### [抜粋テキスト]
- - -

ベストセラー『読書大全』の著者であり、「教養」に関する著述や講演も多い堀内勉氏が、教養について論じる、好評シリーズの第3回目。

不朽の名著『夜と霧』

前回の記事「「教養」を習得すべき"たった1つ"の本質的理由」に続いてもう1冊、ユダヤ人精神科医ヴィクトール・フランクルの世界的ベストセラー『夜と霧』を紹介したいと思います。

フランクルは苛酷なユダヤ人強制収容所生活を生き抜き、解放された翌年の1946年にこの本を著しました。

本書の原題“trotzdem Ja zum Leben sagen:Ein Psychologe erlebt das Konzentrationslager”は、「それでも人生に然りと言う ある心理学者、強制収容所を体験する」というものです。

英語版は "Man's Search for Meaning" で、こちらは「人間が生きる意味を求めて」です。

これが、日本語版でなぜ『夜と霧』になったのかですが、1956年にフランスで公開されたアラン・レネ監督の映画のタイトル”Nuit et brouillard”(夜と霧)から持ってきたようです。

これは、1941年12月7日に出されたヒトラーの総統命令「ライヒおよび占領地における軍に対する犯罪の訴追のための規則」、通称「夜と霧」(Nacht und Nebel)に由来していて、ヒトラーが愛したワーグナー『ラインの黄金』の第3場「ニーベルハイム」からの引用だそうです。

- - -

### [提供データ]
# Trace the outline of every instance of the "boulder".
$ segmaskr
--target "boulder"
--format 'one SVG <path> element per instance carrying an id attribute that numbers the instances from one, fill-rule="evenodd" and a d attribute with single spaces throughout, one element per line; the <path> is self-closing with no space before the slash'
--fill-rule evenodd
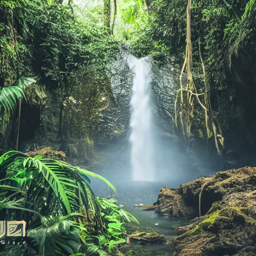
<path id="1" fill-rule="evenodd" d="M 176 229 L 176 255 L 256 255 L 256 168 L 220 172 L 177 190 L 162 188 L 155 204 L 162 214 L 197 212 L 190 225 Z"/>
<path id="2" fill-rule="evenodd" d="M 56 160 L 61 160 L 62 161 L 65 161 L 66 160 L 66 155 L 64 152 L 52 150 L 52 148 L 44 148 L 41 150 L 28 152 L 26 153 L 26 154 L 31 158 L 34 158 L 36 156 L 40 155 L 42 156 L 42 158 L 50 158 Z"/>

- - -

### [練習問題]
[1] 抜粋テキストについて、次の問いに答えてください。
(a) フランクルが『夜と霧』を著したのは何年ですか。
(b) この本の英語版のタイトルは何ですか。
(c) 日本語版のタイトルのもとになったとされる映画の監督は誰ですか。
[2] 抜粋テキストのうち、「ベストセラー『読書大全』の著」から「霧』を紹介したいと思います。」までの部分をそのまま再掲してください。
データはこの問題には一切関係しません。

### [各問の解答]
[1]
(a) 1946年
(b) "Man's Search for Meaning"
(c) アラン・レネ

[2]
ベストセラー『読書大全』の著者であり、「教養」に関する著述や講演も多い堀内勉氏が、教養について論じる、好評シリーズの第3回目。

不朽の名著『夜と霧』

前回の記事「「教養」を習得すべき"たった1つ"の本質的理由」に続いてもう1冊、ユダヤ人精神科医ヴィクトール・フランクルの世界的ベストセラー『夜と霧』を紹介したいと思います。